What you need to do
Exactly as written, reproduce the lines from the beginning of the data through the line containing "box: [1587, 14, 1690, 149]"; the pictures are not reproduced.

Saved entries:
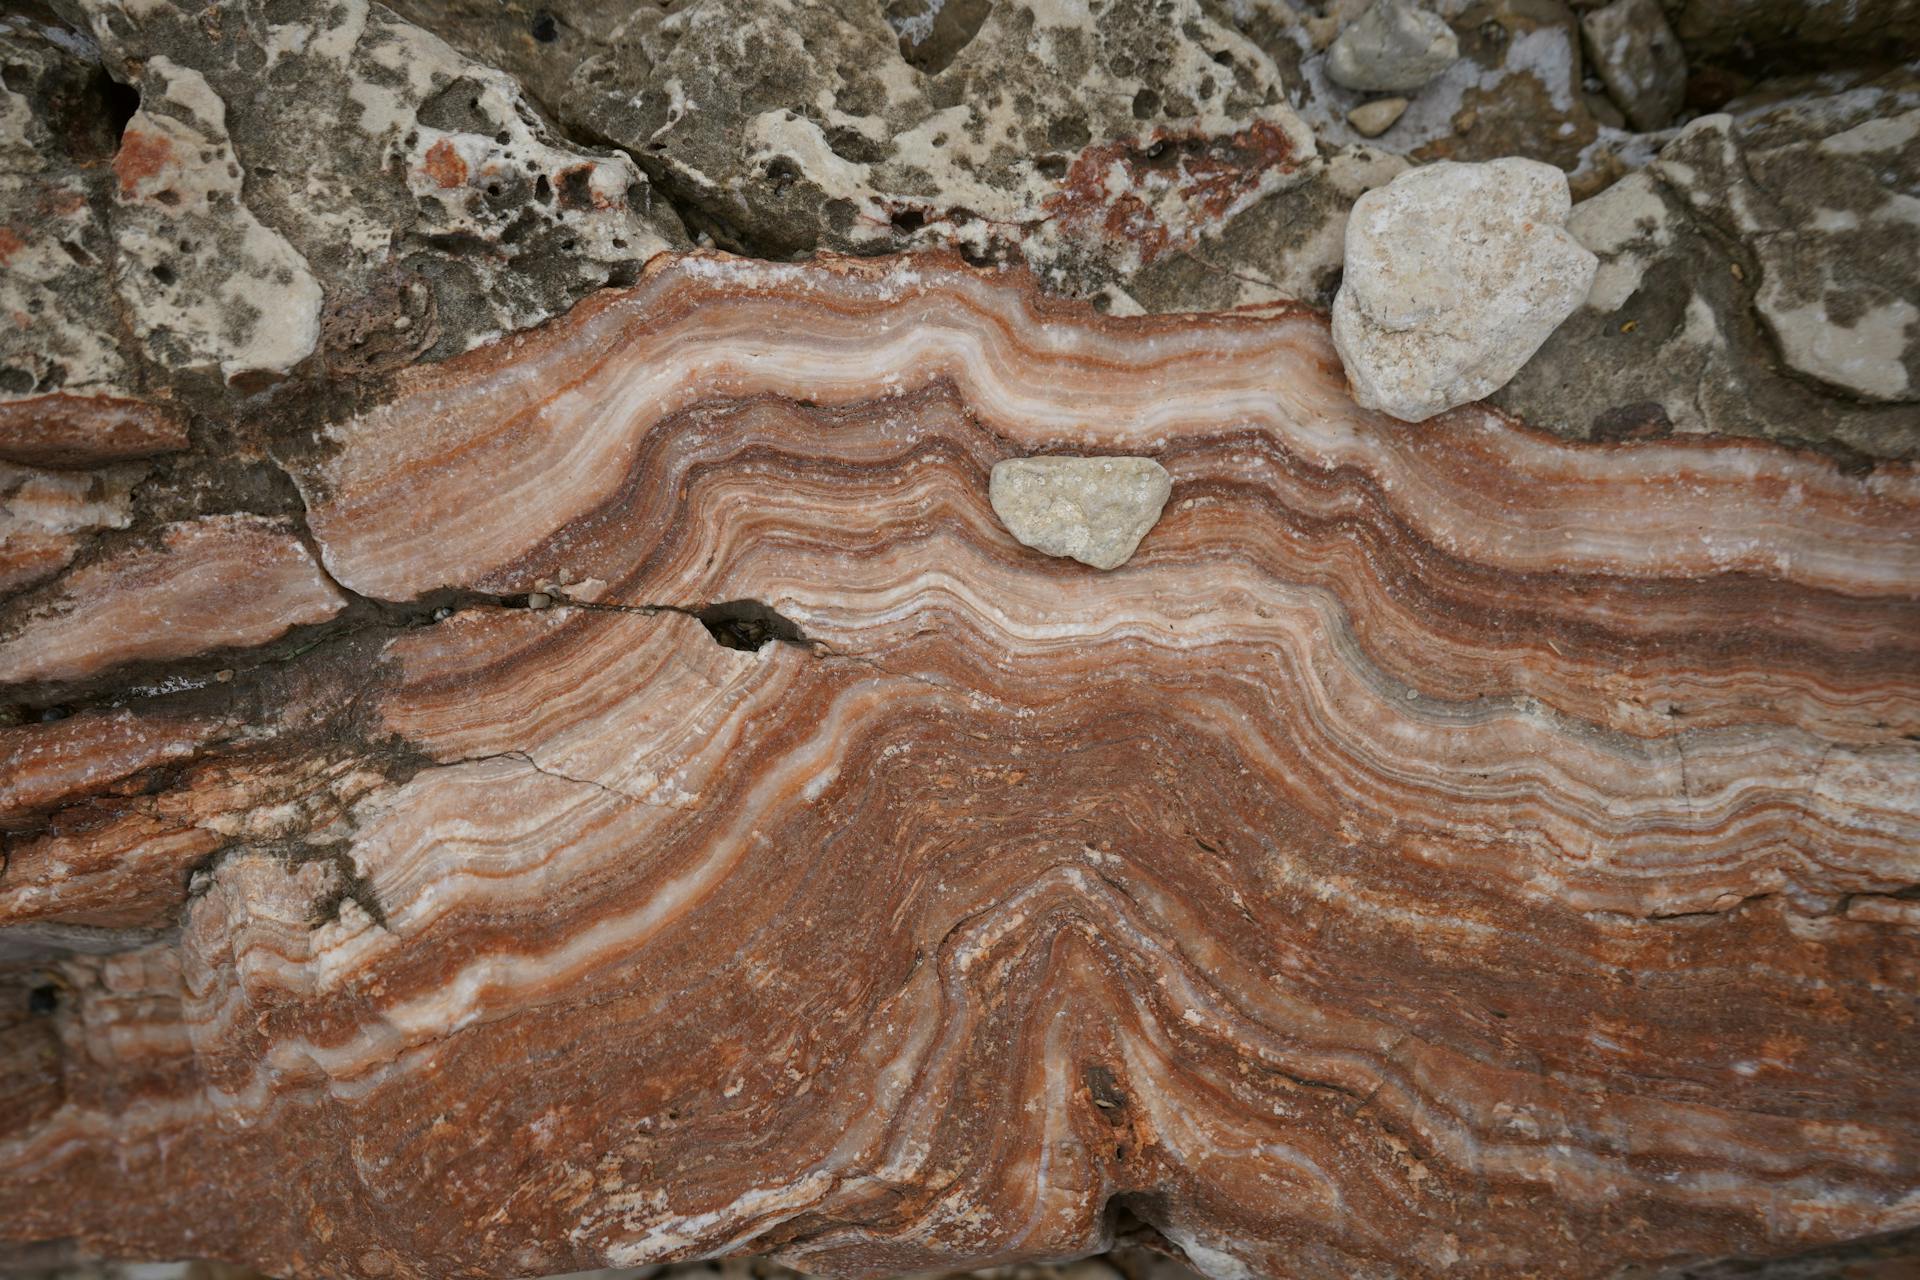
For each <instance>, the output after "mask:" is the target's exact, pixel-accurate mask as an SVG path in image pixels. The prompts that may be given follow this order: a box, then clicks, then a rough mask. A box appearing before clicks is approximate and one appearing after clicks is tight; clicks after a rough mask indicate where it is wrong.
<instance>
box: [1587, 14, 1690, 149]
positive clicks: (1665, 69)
mask: <svg viewBox="0 0 1920 1280" xmlns="http://www.w3.org/2000/svg"><path fill="white" fill-rule="evenodd" d="M1580 35H1582V36H1584V42H1586V56H1588V58H1590V59H1594V69H1596V71H1599V79H1601V83H1603V84H1605V86H1607V94H1611V96H1613V102H1615V104H1619V107H1620V111H1624V113H1626V119H1628V123H1632V127H1634V129H1640V130H1649V129H1665V127H1667V125H1668V123H1670V121H1672V117H1674V113H1676V111H1678V109H1680V104H1682V100H1684V98H1686V54H1684V52H1682V50H1680V38H1678V36H1674V31H1672V27H1668V25H1667V15H1665V13H1663V12H1661V6H1659V4H1657V0H1613V4H1609V6H1607V8H1603V10H1592V12H1588V13H1586V15H1582V17H1580Z"/></svg>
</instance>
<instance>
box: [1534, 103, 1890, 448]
mask: <svg viewBox="0 0 1920 1280" xmlns="http://www.w3.org/2000/svg"><path fill="white" fill-rule="evenodd" d="M1916 211H1920V83H1916V81H1914V79H1912V77H1908V75H1905V73H1903V75H1893V77H1885V79H1882V81H1876V83H1868V84H1862V86H1857V88H1851V90H1847V92H1843V94H1818V92H1814V94H1791V96H1786V98H1782V100H1776V102H1768V100H1755V102H1749V104H1734V111H1732V113H1726V115H1709V117H1703V119H1699V121H1693V123H1692V125H1690V127H1688V129H1686V130H1684V132H1682V134H1680V136H1676V138H1674V140H1672V142H1670V144H1668V146H1667V148H1665V150H1663V152H1661V155H1659V159H1657V161H1655V163H1651V165H1649V167H1647V169H1645V171H1642V173H1636V175H1632V177H1628V178H1624V180H1620V182H1619V184H1615V186H1613V188H1609V190H1607V192H1603V194H1601V196H1596V198H1594V200H1588V201H1584V203H1580V205H1578V207H1574V211H1572V215H1571V219H1569V223H1567V226H1569V230H1571V232H1572V234H1574V236H1576V238H1578V240H1580V242H1582V244H1584V246H1586V248H1590V249H1592V251H1594V253H1597V255H1599V273H1597V274H1596V278H1594V288H1592V292H1590V294H1588V299H1586V305H1584V307H1582V309H1578V311H1576V313H1574V315H1572V317H1571V319H1569V320H1567V322H1565V324H1563V326H1561V328H1559V330H1557V332H1555V336H1553V338H1549V340H1548V344H1546V345H1544V347H1542V349H1540V355H1538V357H1536V359H1534V361H1532V363H1530V365H1528V367H1526V368H1523V370H1521V372H1519V376H1517V378H1515V382H1513V384H1511V386H1509V388H1505V390H1503V391H1500V393H1498V395H1496V401H1498V403H1500V405H1503V407H1507V409H1513V411H1515V413H1519V415H1523V416H1524V418H1526V420H1530V422H1538V424H1542V426H1549V428H1553V430H1559V432H1567V434H1580V436H1594V438H1607V436H1622V434H1626V436H1663V434H1668V432H1715V434H1726V436H1770V438H1776V439H1795V441H1809V443H1832V445H1841V447H1845V449H1851V451H1857V453H1862V455H1870V457H1910V455H1912V453H1914V451H1916V449H1920V311H1916V307H1914V299H1916V297H1920V221H1916Z"/></svg>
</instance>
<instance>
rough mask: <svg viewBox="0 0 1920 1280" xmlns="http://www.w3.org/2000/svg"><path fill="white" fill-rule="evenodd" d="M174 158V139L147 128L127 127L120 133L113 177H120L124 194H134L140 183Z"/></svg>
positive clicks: (114, 158) (121, 193)
mask: <svg viewBox="0 0 1920 1280" xmlns="http://www.w3.org/2000/svg"><path fill="white" fill-rule="evenodd" d="M171 161H173V142H169V140H167V138H165V136H161V134H157V132H150V130H146V129H127V132H125V134H121V146H119V152H115V154H113V177H117V178H119V186H121V196H132V194H134V192H138V190H140V184H142V182H146V180H148V178H152V177H156V175H157V173H159V171H161V169H165V167H167V165H169V163H171Z"/></svg>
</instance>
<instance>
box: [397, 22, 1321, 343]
mask: <svg viewBox="0 0 1920 1280" xmlns="http://www.w3.org/2000/svg"><path fill="white" fill-rule="evenodd" d="M401 8H403V12H407V13H411V15H415V17H417V19H419V21H422V23H430V25H436V27H440V29H444V31H447V33H449V35H451V36H453V38H457V40H465V42H467V44H468V46H470V48H474V50H476V52H482V54H484V56H488V58H497V59H499V61H501V63H503V65H507V67H511V69H515V71H516V73H520V75H522V77H526V81H528V84H532V86H534V92H536V94H538V96H540V98H541V100H543V102H547V104H551V106H553V109H555V111H557V113H559V115H561V119H564V121H568V123H572V125H576V127H578V129H582V130H591V132H593V134H595V136H605V138H611V140H614V142H618V144H620V146H624V148H628V150H630V152H632V154H634V155H637V157H639V159H641V163H645V165H647V173H649V177H651V178H653V182H655V184H659V186H660V188H662V190H664V192H668V194H670V196H672V200H674V203H676V207H678V209H682V211H684V215H685V219H687V225H689V226H691V228H693V230H695V232H697V234H699V236H703V238H705V240H707V242H710V244H716V246H720V248H726V249H735V251H745V253H755V255H760V257H793V255H804V253H812V251H822V249H831V251H849V253H879V251H889V249H912V248H954V249H962V251H966V253H968V255H970V257H973V259H975V261H1000V263H1025V265H1029V267H1031V269H1033V271H1035V273H1037V274H1039V276H1041V278H1043V280H1046V282H1048V284H1050V286H1052V288H1056V290H1058V292H1066V294H1073V296H1081V297H1100V299H1102V301H1104V305H1110V307H1114V309H1116V311H1137V309H1142V307H1144V309H1154V311H1160V309H1194V307H1208V305H1233V303H1240V301H1273V299H1277V297H1283V296H1290V294H1286V292H1284V286H1275V284H1269V280H1273V278H1275V276H1286V274H1288V269H1290V265H1292V259H1294V248H1296V246H1298V244H1300V242H1302V240H1313V238H1317V234H1319V232H1321V226H1323V225H1325V221H1327V219H1329V217H1334V215H1331V213H1327V211H1325V209H1323V207H1321V205H1327V203H1332V201H1331V200H1319V201H1313V200H1304V201H1292V203H1288V201H1284V200H1283V198H1284V196H1286V194H1288V192H1294V190H1296V188H1302V186H1315V184H1321V182H1327V180H1329V178H1323V173H1321V165H1319V163H1317V159H1315V157H1317V150H1315V144H1313V138H1311V134H1309V130H1308V129H1306V127H1304V125H1302V123H1300V119H1298V117H1296V115H1294V111H1292V107H1290V106H1288V96H1286V84H1284V83H1283V81H1281V77H1279V71H1277V67H1275V63H1273V59H1271V56H1269V54H1267V52H1265V50H1261V48H1260V46H1258V44H1256V42H1252V40H1248V38H1246V36H1244V35H1242V33H1240V31H1236V29H1235V27H1233V25H1231V23H1229V21H1225V19H1223V17H1221V15H1219V12H1215V10H1213V8H1212V6H1210V4H1202V0H1167V2H1165V4H1162V2H1160V0H1106V2H1102V4H1098V6H1094V4H1056V2H1054V0H1004V2H1000V4H993V6H985V4H966V2H964V0H954V2H952V4H947V6H929V8H927V10H925V13H933V15H935V17H933V19H931V23H924V21H922V15H924V13H922V10H920V8H918V6H916V8H910V10H902V8H900V6H895V12H893V19H891V21H889V17H887V13H889V12H887V8H885V6H881V4H876V2H872V0H799V2H797V4H791V6H766V4H693V6H684V8H680V10H676V12H672V13H664V12H660V10H655V8H651V6H649V8H643V10H639V12H634V13H630V15H628V17H624V19H622V21H618V23H612V25H609V19H605V17H601V15H599V13H595V12H588V10H591V8H593V6H574V8H563V13H564V21H563V23H559V27H557V35H555V38H553V40H551V42H545V44H543V42H538V40H528V38H526V33H524V29H522V27H520V25H518V23H503V21H501V15H499V6H497V4H493V2H492V0H478V2H470V4H455V6H451V8H449V6H445V4H440V2H438V0H432V2H428V0H417V2H413V0H409V2H407V4H403V6H401ZM1344 211H1346V205H1344V203H1340V209H1338V215H1340V217H1344ZM1308 215H1311V219H1308ZM1302 223H1306V225H1302ZM1332 234H1334V238H1336V236H1338V226H1334V232H1332ZM1227 236H1236V240H1235V246H1233V248H1223V244H1221V242H1223V238H1227ZM1221 259H1225V261H1221ZM1332 261H1334V263H1336V255H1334V259H1332ZM1308 267H1309V269H1317V267H1319V263H1309V265H1308ZM1221 296H1225V297H1227V299H1229V301H1219V297H1221Z"/></svg>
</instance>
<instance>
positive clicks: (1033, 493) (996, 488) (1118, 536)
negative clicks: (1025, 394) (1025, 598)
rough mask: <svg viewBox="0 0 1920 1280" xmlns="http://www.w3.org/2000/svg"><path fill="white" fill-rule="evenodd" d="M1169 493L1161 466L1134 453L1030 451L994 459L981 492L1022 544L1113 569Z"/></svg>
mask: <svg viewBox="0 0 1920 1280" xmlns="http://www.w3.org/2000/svg"><path fill="white" fill-rule="evenodd" d="M1169 493H1173V480H1171V478H1169V476H1167V468H1165V466H1162V464H1160V462H1156V461H1154V459H1135V457H1092V459H1083V457H1033V459H1008V461H1004V462H995V466H993V480H991V484H989V486H987V497H989V499H991V501H993V510H995V514H996V516H1000V522H1002V524H1004V526H1006V530H1008V532H1010V533H1012V535H1014V537H1016V539H1020V541H1021V543H1023V545H1027V547H1033V549H1035V551H1043V553H1046V555H1054V557H1071V558H1075V560H1079V562H1081V564H1091V566H1094V568H1119V566H1121V564H1125V562H1127V558H1129V557H1133V551H1135V547H1139V545H1140V539H1142V537H1146V532H1148V530H1150V528H1154V524H1156V522H1158V520H1160V510H1162V509H1164V507H1165V505H1167V495H1169Z"/></svg>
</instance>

Output of the exercise
For each <instance>, the output after "mask:" is the target's exact, pixel-accurate mask as an SVG path in image pixels. The prompts that may be given follow this order: a box, then clicks, then a rough mask. A box appearing before clicks is approximate and one appearing after clicks is tight; clicks after a rough mask indicate where it is wrong.
<instance>
box: [1587, 14, 1690, 149]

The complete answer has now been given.